* _The task_
In your output, repeat each entry exactly and include no pictures.
Supplied data Start Marker
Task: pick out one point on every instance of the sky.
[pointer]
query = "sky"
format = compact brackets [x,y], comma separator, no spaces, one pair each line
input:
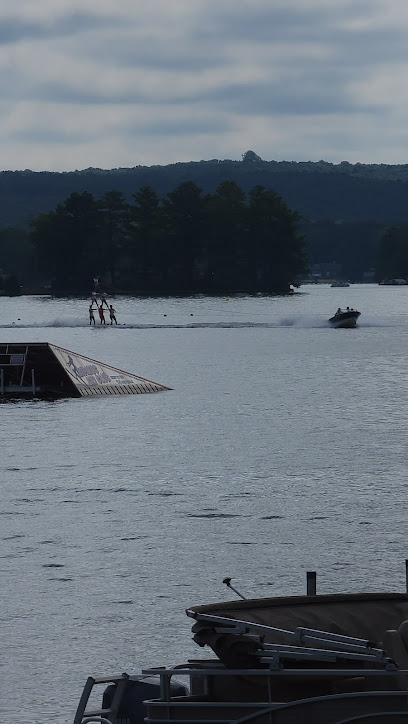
[124,83]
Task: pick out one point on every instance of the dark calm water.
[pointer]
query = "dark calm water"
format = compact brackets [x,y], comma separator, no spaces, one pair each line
[281,448]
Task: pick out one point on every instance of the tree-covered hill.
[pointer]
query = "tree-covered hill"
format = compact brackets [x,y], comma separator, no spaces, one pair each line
[317,190]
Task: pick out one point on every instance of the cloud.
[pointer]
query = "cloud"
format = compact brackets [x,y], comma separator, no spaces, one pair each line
[94,80]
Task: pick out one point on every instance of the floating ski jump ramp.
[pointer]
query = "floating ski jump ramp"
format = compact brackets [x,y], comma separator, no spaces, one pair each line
Supplied data End Marker
* _Written answer_
Task: pick out one point on every instance of the sky.
[pointer]
query = "sky"
format = compact brackets [x,y], comma separator, no spaces, one pair each line
input:
[124,83]
Task: pick out one point on every instance of the dark calm water.
[pointer]
query = "dark calm water"
format = compact brackets [x,y], comma separator, no spaces, one pair each line
[281,448]
Task: pick out one point on every instance of the tree-covered hill.
[pointer]
query = "tree-covered hill"
format = compact brackets [x,y], comma separator, no spaces, one pair each line
[317,190]
Task: pick out one point on every instance of the cloud.
[pointer]
query = "cloud"
format = compact brackets [x,y], comma separator, no spaces, one pair each line
[94,80]
Task: pick out one point on every instance of the floating ski jump ramp.
[pointer]
query = "floating ski jump ramp"
format = compact brackets [x,y], comma separator, no spaces, one pair each line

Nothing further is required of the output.